# [PROBLEM TO WORK ON]
Copy the lines of the records starting at the line that contains "of the gravel" and ending at the last line of the records, reproducing each one without any change.

Part of a data file
=-=-=
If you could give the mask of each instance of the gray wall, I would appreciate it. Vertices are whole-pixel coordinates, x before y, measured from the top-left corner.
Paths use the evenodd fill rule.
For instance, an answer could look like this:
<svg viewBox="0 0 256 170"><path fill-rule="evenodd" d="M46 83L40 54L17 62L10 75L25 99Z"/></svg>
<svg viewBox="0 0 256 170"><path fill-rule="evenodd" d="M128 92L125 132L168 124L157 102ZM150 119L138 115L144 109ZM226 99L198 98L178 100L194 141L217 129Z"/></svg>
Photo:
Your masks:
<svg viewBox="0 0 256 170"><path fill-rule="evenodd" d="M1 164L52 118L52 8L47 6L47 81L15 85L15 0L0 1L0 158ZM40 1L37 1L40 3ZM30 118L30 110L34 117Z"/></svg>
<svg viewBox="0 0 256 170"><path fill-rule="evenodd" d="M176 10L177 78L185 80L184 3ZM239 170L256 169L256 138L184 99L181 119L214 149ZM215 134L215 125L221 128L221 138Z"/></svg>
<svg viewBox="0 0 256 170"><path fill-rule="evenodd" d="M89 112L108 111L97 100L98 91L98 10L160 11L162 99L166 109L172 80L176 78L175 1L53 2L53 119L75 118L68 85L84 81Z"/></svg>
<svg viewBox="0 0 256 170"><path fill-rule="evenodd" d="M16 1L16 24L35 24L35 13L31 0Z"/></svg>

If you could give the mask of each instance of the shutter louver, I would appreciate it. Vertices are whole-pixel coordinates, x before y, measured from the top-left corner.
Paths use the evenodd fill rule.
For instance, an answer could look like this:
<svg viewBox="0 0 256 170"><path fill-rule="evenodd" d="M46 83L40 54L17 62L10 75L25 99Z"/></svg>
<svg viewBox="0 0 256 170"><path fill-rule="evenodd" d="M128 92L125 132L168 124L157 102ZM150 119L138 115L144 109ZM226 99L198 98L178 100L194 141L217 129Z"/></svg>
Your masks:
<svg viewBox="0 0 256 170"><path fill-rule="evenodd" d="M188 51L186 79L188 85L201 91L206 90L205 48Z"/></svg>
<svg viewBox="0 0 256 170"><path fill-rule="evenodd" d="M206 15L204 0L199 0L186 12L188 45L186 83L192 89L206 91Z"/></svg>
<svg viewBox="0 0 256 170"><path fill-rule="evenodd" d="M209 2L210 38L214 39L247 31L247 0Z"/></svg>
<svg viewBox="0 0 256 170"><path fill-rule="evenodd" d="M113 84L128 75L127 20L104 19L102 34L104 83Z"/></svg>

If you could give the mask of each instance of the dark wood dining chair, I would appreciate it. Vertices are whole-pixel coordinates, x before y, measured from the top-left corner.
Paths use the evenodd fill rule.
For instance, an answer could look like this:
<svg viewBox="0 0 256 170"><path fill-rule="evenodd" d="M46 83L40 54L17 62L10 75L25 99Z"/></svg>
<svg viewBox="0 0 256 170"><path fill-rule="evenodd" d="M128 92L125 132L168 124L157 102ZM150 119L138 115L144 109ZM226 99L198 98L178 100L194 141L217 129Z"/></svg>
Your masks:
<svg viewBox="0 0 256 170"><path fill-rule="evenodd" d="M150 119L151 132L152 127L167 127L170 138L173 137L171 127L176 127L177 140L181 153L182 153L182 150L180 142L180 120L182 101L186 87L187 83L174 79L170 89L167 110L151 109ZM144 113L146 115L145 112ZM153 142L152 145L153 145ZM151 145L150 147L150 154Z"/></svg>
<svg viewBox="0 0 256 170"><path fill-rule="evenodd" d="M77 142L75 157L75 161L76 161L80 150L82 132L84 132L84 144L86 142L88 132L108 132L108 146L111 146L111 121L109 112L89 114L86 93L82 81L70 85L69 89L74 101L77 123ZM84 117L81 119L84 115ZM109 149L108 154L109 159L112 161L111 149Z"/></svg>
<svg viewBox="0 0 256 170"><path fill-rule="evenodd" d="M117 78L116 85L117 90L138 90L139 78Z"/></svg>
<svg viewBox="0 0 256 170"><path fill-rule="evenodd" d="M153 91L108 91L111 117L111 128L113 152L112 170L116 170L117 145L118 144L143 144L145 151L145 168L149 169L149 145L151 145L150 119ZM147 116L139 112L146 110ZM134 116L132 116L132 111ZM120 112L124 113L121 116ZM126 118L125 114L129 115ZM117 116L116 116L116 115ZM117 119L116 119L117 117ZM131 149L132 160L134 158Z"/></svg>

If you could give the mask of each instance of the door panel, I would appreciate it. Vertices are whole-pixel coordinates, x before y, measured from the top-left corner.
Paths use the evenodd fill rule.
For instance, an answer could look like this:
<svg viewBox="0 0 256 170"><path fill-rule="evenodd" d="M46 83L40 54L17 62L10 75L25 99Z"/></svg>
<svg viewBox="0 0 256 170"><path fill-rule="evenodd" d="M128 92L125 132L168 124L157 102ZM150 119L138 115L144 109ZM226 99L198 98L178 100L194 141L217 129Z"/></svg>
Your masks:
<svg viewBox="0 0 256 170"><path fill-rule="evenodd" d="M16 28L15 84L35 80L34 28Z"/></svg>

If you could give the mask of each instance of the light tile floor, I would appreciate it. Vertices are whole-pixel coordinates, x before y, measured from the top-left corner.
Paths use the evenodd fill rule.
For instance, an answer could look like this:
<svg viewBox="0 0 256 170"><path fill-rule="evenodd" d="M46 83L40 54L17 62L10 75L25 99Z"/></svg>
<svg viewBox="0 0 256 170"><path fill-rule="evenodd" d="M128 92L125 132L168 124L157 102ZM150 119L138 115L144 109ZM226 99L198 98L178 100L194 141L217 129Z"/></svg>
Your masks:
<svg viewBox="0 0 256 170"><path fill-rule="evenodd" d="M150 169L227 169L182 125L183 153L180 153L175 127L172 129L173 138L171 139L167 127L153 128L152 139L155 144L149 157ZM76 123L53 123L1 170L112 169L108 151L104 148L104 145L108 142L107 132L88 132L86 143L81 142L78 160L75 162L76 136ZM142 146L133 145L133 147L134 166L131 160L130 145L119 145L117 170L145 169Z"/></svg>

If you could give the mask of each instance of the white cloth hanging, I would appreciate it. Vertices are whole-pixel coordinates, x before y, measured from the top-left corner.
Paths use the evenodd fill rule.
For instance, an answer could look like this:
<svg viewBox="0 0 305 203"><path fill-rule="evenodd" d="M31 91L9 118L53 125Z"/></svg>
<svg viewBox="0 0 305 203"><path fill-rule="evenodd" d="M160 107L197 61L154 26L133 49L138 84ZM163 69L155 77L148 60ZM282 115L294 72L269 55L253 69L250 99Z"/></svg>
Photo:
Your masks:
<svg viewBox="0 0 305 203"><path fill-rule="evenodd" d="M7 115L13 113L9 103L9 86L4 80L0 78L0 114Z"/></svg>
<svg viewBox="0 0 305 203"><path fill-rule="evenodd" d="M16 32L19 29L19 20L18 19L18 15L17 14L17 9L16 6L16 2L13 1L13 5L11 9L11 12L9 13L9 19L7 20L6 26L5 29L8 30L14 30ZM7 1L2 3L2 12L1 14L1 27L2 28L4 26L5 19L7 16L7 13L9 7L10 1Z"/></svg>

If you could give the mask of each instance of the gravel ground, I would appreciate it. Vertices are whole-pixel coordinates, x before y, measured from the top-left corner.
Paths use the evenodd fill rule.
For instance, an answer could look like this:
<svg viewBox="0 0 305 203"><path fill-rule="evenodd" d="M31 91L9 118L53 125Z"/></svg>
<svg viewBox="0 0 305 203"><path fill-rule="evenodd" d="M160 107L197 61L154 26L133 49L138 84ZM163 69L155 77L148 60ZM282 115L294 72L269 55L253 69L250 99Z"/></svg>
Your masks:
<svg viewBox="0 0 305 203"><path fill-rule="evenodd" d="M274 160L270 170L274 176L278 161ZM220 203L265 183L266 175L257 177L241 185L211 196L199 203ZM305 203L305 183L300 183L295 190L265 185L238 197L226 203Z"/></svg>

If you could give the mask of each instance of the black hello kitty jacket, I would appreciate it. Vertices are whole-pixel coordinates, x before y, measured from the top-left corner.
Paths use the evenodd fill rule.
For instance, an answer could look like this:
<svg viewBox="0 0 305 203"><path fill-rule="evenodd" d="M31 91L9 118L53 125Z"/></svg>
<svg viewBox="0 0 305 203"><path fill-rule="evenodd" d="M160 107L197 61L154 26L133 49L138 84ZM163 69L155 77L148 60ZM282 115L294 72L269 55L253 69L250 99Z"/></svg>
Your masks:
=-=-=
# [RESULT]
If you could give the mask of each instance of the gravel ground, I would appreciate it. Vertices are whole-pixel coordinates, x before y, measured from the top-left corner.
Paths use the evenodd fill rule.
For instance, an answer could look like this:
<svg viewBox="0 0 305 203"><path fill-rule="evenodd" d="M31 91L9 118L53 125Z"/></svg>
<svg viewBox="0 0 305 203"><path fill-rule="evenodd" d="M160 107L197 61L154 26L133 49L138 84ZM163 69L155 77L148 60ZM282 115L294 72L269 55L253 69L250 99Z"/></svg>
Your masks:
<svg viewBox="0 0 305 203"><path fill-rule="evenodd" d="M274 160L270 170L274 176L278 161ZM220 203L265 183L266 175L257 177L241 185L211 196L199 203ZM305 203L305 183L300 183L295 190L265 185L238 197L226 203Z"/></svg>

If you could give the mask of each instance of the black hello kitty jacket, I would appreciate it. Vertices are whole-pixel coordinates, x before y, measured from the top-left corner.
Paths use the evenodd fill rule.
For instance, an answer could look like this:
<svg viewBox="0 0 305 203"><path fill-rule="evenodd" d="M31 91L9 118L53 125Z"/></svg>
<svg viewBox="0 0 305 203"><path fill-rule="evenodd" d="M160 107L197 61L154 26L133 49L138 84ZM163 69L155 77L148 60ZM282 115L294 72L269 55L253 69L250 99Z"/></svg>
Your masks:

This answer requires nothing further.